ENTRIES SUPPLIED:
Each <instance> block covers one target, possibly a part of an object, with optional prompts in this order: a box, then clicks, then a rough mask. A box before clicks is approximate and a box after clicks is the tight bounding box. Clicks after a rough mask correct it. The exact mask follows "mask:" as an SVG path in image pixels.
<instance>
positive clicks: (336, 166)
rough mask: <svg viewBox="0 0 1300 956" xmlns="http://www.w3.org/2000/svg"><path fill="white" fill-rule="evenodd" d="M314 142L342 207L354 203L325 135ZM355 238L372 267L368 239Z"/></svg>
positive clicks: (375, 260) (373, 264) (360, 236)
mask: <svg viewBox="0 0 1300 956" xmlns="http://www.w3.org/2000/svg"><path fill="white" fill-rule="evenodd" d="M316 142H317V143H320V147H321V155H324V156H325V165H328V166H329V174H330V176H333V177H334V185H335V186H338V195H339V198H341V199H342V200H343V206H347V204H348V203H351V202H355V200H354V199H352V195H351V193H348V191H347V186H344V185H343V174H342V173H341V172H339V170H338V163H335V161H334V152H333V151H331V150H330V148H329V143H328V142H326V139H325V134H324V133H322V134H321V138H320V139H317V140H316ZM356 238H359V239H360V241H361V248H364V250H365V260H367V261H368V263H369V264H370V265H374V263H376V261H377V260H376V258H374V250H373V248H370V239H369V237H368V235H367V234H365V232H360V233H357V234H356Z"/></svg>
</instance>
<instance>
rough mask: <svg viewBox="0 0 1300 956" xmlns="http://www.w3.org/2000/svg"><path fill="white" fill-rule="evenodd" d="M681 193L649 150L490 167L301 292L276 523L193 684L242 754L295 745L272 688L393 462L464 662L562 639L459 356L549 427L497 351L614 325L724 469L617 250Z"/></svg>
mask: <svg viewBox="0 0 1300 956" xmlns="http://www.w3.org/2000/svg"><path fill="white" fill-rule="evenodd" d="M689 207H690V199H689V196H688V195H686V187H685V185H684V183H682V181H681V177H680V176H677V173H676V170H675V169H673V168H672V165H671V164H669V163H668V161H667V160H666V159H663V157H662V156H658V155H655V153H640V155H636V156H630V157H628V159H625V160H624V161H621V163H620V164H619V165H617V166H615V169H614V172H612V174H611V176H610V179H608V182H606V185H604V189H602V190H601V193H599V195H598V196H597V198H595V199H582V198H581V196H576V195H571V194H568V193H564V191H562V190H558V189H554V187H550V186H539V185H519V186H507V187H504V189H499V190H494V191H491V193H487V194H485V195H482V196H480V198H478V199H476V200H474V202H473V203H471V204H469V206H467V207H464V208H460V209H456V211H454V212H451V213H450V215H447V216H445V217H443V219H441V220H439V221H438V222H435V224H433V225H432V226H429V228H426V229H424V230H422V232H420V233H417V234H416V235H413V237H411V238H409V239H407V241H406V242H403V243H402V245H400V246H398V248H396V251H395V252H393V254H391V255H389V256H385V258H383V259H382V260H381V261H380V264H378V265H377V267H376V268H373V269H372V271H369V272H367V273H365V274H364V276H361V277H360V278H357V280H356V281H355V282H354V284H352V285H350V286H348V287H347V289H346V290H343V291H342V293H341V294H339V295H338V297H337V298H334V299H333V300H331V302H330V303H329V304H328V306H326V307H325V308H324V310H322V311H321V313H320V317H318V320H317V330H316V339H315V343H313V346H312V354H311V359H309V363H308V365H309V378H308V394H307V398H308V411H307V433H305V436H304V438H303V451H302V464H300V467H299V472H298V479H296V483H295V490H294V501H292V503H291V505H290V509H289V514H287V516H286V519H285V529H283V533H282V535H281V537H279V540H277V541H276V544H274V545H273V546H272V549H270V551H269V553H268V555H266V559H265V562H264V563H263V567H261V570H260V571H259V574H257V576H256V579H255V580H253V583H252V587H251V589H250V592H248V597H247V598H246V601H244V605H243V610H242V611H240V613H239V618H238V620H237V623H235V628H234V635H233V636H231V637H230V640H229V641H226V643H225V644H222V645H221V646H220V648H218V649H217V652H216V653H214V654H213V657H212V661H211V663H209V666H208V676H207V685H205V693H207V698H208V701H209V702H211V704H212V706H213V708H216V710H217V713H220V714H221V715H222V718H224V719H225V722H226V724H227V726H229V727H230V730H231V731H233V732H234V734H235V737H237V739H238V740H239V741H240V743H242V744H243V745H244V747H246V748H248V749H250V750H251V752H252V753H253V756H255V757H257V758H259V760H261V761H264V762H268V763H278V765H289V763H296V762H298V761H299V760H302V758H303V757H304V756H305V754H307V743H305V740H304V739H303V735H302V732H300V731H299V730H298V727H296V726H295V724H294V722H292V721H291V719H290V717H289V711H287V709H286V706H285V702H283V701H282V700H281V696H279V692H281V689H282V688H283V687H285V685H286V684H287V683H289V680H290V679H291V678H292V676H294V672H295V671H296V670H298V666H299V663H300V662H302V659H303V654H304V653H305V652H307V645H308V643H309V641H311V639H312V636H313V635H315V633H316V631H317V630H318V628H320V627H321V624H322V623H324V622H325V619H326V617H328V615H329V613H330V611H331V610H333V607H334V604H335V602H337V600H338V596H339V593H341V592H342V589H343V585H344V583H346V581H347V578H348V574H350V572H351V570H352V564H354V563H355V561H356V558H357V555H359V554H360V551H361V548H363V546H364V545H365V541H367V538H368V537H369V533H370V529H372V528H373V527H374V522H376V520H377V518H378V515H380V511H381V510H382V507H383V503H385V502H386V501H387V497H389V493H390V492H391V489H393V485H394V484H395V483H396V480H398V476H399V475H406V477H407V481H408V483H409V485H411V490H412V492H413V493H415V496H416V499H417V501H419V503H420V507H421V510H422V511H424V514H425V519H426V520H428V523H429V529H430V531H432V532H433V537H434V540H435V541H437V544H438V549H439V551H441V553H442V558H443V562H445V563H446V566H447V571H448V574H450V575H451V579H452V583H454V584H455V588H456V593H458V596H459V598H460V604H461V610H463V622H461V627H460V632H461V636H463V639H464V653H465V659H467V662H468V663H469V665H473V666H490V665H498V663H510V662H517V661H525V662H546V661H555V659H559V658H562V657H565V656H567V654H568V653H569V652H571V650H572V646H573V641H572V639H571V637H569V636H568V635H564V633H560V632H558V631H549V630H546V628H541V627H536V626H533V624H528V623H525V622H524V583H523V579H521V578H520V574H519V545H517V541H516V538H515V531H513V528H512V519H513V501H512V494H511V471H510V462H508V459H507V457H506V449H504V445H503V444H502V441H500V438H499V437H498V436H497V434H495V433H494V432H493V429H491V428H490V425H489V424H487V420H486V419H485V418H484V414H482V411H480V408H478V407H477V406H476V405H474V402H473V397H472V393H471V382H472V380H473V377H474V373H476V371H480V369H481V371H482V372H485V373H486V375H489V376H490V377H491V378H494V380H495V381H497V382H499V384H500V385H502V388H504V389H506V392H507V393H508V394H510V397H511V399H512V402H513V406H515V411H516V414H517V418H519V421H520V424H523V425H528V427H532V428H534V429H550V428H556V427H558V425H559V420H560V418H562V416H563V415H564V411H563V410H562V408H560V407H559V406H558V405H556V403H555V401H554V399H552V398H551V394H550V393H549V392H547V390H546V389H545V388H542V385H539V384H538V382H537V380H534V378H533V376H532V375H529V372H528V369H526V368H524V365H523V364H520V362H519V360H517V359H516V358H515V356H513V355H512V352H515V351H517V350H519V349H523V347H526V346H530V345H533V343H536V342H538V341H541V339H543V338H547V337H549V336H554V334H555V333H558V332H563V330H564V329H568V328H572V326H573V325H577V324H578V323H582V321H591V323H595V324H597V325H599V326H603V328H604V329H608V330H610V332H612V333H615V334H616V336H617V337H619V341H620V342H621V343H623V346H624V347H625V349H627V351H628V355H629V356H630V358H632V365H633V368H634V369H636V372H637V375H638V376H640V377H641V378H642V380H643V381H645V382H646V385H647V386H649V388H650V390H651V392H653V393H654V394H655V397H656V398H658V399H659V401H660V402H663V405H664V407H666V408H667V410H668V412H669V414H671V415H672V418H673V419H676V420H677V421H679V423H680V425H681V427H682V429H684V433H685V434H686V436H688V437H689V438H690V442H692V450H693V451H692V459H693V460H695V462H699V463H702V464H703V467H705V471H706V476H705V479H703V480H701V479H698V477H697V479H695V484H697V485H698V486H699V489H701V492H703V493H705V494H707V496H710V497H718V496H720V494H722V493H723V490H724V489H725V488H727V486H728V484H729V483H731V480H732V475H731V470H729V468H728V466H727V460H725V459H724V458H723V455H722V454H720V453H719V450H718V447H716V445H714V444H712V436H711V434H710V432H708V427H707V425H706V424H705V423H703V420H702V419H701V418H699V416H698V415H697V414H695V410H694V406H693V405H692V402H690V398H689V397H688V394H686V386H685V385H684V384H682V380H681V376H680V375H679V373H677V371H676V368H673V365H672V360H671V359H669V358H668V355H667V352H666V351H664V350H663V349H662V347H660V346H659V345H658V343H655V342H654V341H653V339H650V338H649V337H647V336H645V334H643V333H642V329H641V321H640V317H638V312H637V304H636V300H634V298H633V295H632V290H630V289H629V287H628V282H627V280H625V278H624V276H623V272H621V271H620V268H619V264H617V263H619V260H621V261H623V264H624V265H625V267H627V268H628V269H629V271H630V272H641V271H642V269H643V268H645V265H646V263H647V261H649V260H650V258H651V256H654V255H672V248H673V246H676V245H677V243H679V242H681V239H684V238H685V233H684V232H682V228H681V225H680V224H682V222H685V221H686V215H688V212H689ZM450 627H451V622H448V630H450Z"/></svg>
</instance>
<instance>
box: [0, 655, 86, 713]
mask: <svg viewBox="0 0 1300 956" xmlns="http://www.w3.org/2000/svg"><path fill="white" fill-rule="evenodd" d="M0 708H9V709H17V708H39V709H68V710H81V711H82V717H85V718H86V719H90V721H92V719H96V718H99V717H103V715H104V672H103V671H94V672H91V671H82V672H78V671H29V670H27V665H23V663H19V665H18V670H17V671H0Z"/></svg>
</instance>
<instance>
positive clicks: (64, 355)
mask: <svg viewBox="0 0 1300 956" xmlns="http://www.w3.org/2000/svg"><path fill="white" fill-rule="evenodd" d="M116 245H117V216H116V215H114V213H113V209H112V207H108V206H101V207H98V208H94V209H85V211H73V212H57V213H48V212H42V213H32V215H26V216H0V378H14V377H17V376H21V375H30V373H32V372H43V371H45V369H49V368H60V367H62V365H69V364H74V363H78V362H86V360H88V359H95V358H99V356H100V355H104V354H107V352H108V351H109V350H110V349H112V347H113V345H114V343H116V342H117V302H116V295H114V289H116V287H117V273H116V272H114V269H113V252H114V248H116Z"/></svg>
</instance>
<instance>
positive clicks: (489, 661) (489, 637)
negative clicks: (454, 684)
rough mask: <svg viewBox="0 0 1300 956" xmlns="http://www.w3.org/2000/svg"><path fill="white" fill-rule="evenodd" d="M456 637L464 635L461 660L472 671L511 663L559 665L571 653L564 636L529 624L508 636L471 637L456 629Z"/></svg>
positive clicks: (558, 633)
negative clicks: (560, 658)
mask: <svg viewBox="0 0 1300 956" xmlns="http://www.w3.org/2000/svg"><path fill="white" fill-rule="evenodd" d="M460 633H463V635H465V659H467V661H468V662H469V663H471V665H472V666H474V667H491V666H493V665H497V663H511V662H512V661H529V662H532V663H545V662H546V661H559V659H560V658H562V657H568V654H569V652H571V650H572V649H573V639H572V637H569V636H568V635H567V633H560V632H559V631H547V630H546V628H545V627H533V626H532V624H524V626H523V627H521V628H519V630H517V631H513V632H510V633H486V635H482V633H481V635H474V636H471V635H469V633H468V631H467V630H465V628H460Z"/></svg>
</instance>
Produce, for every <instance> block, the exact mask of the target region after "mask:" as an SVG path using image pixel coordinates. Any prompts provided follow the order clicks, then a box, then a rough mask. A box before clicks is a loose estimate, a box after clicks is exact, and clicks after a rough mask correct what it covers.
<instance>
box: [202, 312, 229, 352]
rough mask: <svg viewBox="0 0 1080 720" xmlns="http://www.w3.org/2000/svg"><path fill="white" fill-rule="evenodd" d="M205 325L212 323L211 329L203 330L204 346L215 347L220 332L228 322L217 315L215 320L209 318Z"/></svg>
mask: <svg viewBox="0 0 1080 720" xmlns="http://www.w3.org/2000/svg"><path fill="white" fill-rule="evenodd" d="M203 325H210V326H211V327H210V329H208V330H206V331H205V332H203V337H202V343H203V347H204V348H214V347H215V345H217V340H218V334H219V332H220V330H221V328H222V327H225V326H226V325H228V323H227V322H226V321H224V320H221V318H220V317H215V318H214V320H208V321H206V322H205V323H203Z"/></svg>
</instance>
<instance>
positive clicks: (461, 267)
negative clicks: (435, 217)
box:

WORK REQUIRED:
Which lines above carry the string "prompts"? Copy those lines.

RESULT OF THIS TASK:
Each <instance> block covers one target, possibly a part of an object, with optional prompts in this order: a box, then clicks, then a rough mask. A box before clicks is approximate and a box after clicks is the tight bounding box. Clicks after a rough mask correct it. The exact mask follows "mask:" as an SVG path in image pixels.
Produce, for every <instance> block, the exact mask of the target region after "mask:" as an SVG path using image pixel coordinates. Any prompts provided follow the order clicks, then a box, then a rough mask. A box before clicks is a loose estimate, a box after clicks is exact, and clicks after a rough mask correct what it covers.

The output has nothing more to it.